→ WHAT IS EXPECTED: Retype the listing below line by line, keeping every word, number, and punctuation mark unchanged.

★ ★ ★

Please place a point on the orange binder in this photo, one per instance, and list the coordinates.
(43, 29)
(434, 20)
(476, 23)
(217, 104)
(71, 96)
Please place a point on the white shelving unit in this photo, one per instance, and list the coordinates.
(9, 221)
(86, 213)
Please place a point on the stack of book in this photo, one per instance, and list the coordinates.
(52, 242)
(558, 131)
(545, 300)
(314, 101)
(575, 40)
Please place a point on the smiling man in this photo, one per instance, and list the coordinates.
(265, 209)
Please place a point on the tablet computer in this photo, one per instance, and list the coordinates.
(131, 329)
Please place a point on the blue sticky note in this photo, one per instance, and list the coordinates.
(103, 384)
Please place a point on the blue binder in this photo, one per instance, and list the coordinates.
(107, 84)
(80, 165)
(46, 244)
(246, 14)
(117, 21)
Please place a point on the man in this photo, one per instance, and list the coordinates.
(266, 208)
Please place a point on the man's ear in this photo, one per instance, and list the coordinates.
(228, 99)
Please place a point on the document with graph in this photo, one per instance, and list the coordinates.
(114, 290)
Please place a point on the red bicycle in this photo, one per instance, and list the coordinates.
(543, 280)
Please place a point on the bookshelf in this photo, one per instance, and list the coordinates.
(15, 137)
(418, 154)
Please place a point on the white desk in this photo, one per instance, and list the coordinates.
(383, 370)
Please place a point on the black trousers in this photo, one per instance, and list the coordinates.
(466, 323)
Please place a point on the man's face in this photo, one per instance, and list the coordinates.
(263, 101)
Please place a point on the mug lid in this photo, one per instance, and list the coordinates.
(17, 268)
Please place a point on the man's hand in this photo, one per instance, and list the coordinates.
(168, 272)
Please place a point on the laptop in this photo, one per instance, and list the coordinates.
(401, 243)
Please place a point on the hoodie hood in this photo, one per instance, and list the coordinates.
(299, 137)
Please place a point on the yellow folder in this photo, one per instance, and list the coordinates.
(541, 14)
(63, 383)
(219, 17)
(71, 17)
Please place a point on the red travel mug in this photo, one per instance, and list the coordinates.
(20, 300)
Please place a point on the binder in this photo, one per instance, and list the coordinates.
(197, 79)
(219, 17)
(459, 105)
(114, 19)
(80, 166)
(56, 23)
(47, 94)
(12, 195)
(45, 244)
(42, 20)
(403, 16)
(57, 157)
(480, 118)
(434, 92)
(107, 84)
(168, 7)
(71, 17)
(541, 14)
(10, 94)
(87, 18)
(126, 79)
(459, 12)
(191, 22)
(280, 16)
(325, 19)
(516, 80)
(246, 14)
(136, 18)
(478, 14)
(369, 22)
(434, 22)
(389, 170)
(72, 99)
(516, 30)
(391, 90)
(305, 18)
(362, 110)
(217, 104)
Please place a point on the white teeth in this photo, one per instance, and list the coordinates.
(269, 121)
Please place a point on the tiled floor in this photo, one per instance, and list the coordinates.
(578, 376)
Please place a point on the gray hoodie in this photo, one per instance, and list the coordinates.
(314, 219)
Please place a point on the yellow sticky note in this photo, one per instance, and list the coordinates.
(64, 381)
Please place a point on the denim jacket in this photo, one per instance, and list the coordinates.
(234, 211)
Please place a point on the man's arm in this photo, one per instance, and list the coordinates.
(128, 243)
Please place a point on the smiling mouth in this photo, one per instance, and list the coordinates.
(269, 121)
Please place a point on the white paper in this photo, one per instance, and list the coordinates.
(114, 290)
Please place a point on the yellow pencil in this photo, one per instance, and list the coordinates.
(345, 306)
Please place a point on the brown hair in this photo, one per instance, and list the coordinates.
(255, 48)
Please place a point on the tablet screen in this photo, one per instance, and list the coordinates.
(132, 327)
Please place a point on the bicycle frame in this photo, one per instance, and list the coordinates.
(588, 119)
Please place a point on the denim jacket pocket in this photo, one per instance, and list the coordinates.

★ ★ ★

→ SOLUTION FOR THIS TASK:
Please place a point on the orange binder in this photo, one per instance, and list the coordinates.
(43, 29)
(434, 20)
(476, 23)
(217, 104)
(71, 96)
Please place a point on the white shelving unit in this photo, one per instance, and list the coordinates.
(9, 221)
(86, 213)
Please place a point on the stack of book in this photo, one per instance, and list the coordinates.
(52, 242)
(558, 131)
(545, 300)
(314, 101)
(575, 40)
Please place a point on the smiling man in this photo, one per instance, and list the coordinates.
(265, 209)
Please place a point on the tablet computer in this photo, one per instance, and list the coordinates.
(131, 329)
Please place a point on the blue sticky note in this photo, one per instance, and list the coordinates.
(103, 384)
Please place a point on the blue binder in this photo, one per instance, and list the coordinates.
(107, 84)
(80, 165)
(46, 244)
(246, 14)
(117, 21)
Please place a point on the man in this photo, one per instance, and list the coordinates.
(266, 208)
Please place a point on the man's ear in this photo, one per instance, and list the coordinates.
(228, 99)
Please place a point on the document with graph in this photo, one per instance, and list the coordinates.
(114, 290)
Please place a point on the red bicycle in this photo, one per instance, and list the coordinates.
(543, 280)
Please place a point on the bookshelf in this photo, one per instance, and list the coordinates.
(15, 137)
(418, 154)
Please place a point on the white desk in this photo, one per instance, and list the coordinates.
(383, 370)
Please place a point on the black trousers in this photo, one per instance, and list the coordinates.
(466, 323)
Please place a point on the man's face in this photo, one per instance, and list the coordinates.
(263, 101)
Please place a point on the mug lid in this photo, one per instance, and list the coordinates.
(17, 268)
Please place a point on the man's hand in this photo, one per instance, and list the coordinates.
(168, 272)
Please place a point on the laptop in this photo, one per instance, and list the coordinates.
(401, 243)
Please place a point on the hoodie hood in this photo, one per instance, and list the coordinates.
(299, 137)
Please place a point on the yellow folder in this photo, one per instance, and list the coordinates.
(541, 14)
(63, 383)
(219, 17)
(71, 17)
Please place a point on the red travel mug in this photo, one per instance, and list the coordinates.
(20, 300)
Please place a point on the binder in this photo, one per instance, and list the coordinates.
(197, 79)
(219, 17)
(459, 105)
(114, 19)
(80, 166)
(56, 23)
(47, 94)
(12, 195)
(45, 244)
(42, 20)
(403, 16)
(57, 157)
(480, 118)
(434, 92)
(107, 84)
(168, 7)
(71, 17)
(541, 14)
(10, 94)
(87, 18)
(126, 79)
(459, 12)
(191, 22)
(280, 16)
(325, 19)
(516, 80)
(246, 14)
(136, 18)
(478, 14)
(369, 22)
(434, 22)
(389, 170)
(72, 99)
(516, 30)
(391, 90)
(305, 18)
(362, 110)
(217, 104)
Please place a point on the white teeth in this photo, one per instance, and list the coordinates.
(269, 121)
Please place a point on the tiled floor in this photo, one per instance, and list the coordinates.
(578, 376)
Please place a point on the gray hoodie in this photo, one per instance, and list the coordinates.
(314, 219)
Please place a point on the yellow sticky note in this photo, one per instance, and list the coordinates.
(64, 381)
Please place a point on the denim jacket in this photo, one per instance, and list the coordinates.
(234, 211)
Please place a point on the man's arm in this photo, one per instance, and list the coordinates.
(128, 243)
Please place a point on the smiling mouth in this photo, one per instance, and list the coordinates.
(269, 121)
Please place a point on the white paper in this photo, one per instance, and list the coordinates.
(114, 290)
Please place a point on the yellow pencil in this photo, one per instance, and list the coordinates.
(345, 306)
Please place a point on the brown hair in this photo, one per instance, and list the coordinates.
(255, 48)
Please place a point on the tablet screen in this photo, one per instance, and list the coordinates.
(132, 327)
Please place a point on the bicycle frame in this photo, one per instance, and list the coordinates.
(588, 119)
Please place a point on the denim jacket pocket in this photo, one per instance, and list the coordinates.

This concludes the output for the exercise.